:: WHAT THE TASK REQUIRES ::
Send back the records in full, character for character.

:: DATASET RECORDS ::
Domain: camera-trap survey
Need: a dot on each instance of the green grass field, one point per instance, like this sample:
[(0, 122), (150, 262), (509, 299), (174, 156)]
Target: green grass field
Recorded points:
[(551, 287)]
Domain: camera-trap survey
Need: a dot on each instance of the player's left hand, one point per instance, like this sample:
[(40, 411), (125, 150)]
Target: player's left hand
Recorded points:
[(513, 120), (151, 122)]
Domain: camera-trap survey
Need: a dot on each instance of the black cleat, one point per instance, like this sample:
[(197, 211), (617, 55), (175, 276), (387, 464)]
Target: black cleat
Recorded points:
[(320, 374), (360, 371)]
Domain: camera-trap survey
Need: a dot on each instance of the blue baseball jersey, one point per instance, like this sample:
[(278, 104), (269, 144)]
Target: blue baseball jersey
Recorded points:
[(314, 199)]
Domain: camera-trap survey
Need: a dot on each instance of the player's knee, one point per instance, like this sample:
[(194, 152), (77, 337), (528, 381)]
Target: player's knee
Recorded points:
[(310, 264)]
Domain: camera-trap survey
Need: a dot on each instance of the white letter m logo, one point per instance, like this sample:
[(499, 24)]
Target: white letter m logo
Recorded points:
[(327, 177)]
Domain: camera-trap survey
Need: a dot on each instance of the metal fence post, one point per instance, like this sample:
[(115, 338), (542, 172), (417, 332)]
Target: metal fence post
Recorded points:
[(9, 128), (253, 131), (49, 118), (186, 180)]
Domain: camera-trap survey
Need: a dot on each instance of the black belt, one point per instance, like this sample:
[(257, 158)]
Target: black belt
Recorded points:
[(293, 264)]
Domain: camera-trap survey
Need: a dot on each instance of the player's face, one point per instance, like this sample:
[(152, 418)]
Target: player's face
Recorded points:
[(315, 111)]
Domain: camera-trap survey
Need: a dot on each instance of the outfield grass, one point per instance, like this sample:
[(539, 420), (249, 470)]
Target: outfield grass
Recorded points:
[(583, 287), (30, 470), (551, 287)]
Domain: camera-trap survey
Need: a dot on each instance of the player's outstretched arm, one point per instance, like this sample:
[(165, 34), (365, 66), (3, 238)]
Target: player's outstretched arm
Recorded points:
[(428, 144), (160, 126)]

:: SOLUTION TO THIS PROBLEM ::
Domain: camera-trap survey
Need: a dot on each instance of the green grass field, one point per instance, like this sample:
[(0, 122), (150, 262), (509, 299), (174, 156)]
Target: green grass field
Recorded points:
[(551, 287)]
Domain: camera-trap survey
Need: a dot on each instance of the player's left hand, one point per instance, like this sample:
[(40, 411), (125, 150)]
Target: player's left hand
Recorded points:
[(513, 120), (151, 122)]
Domain: camera-trap survey
Need: a dot on each instance of the black cleat, one point per instance, like this sample:
[(197, 211), (617, 55), (175, 276), (387, 464)]
Target: black cleat
Recorded points:
[(320, 374), (360, 371)]
Domain: camera-trap survey
Need: a dot on each instance of the blue baseball jersey, one point per instance, like this sample:
[(278, 104), (269, 144)]
Target: blue baseball jersey
Recorded points:
[(314, 199)]
Domain: camera-trap survey
Need: a dot on each instance of the player's knee, one point per instance, like this sample:
[(194, 152), (77, 337), (528, 381)]
Target: player's knee
Recorded points:
[(310, 264)]
Domain: camera-trap survey
Need: a dot on each instance of the white letter m logo, one point per instance, like this sample:
[(499, 24)]
Target: white letter m logo
Recorded points:
[(327, 177)]
Domain: camera-trap survey
Need: a dot on each instance of the metal fence post, one point per instance, like this sample:
[(115, 338), (542, 172), (417, 332)]
Target: metal fence post
Recorded points:
[(9, 128), (253, 131), (49, 118), (186, 180)]
Domain: camera-trap survey
Need: a dot on each instance of the black belt, one point per instance, like this sample:
[(257, 158)]
Target: black belt
Recorded points:
[(293, 264)]
Domain: camera-trap survey
Need: a dot on each instance of the player's face, one point per instance, like this sample:
[(152, 418)]
Target: player's face
Recorded points:
[(315, 111)]
Domain: camera-trap survey
Need: a dot on each instance of the outfield grass, one point per instance, like this sample:
[(539, 420), (249, 470)]
Target: outfield grass
Recorded points:
[(583, 287), (30, 470), (551, 287)]
Domain: camera-trap survey
Need: a dot on each instance of the player's outstretched arm, one point per instance, like this sample:
[(165, 34), (365, 66), (3, 238)]
Target: player's outstretched arm
Recorded points:
[(428, 144), (160, 126)]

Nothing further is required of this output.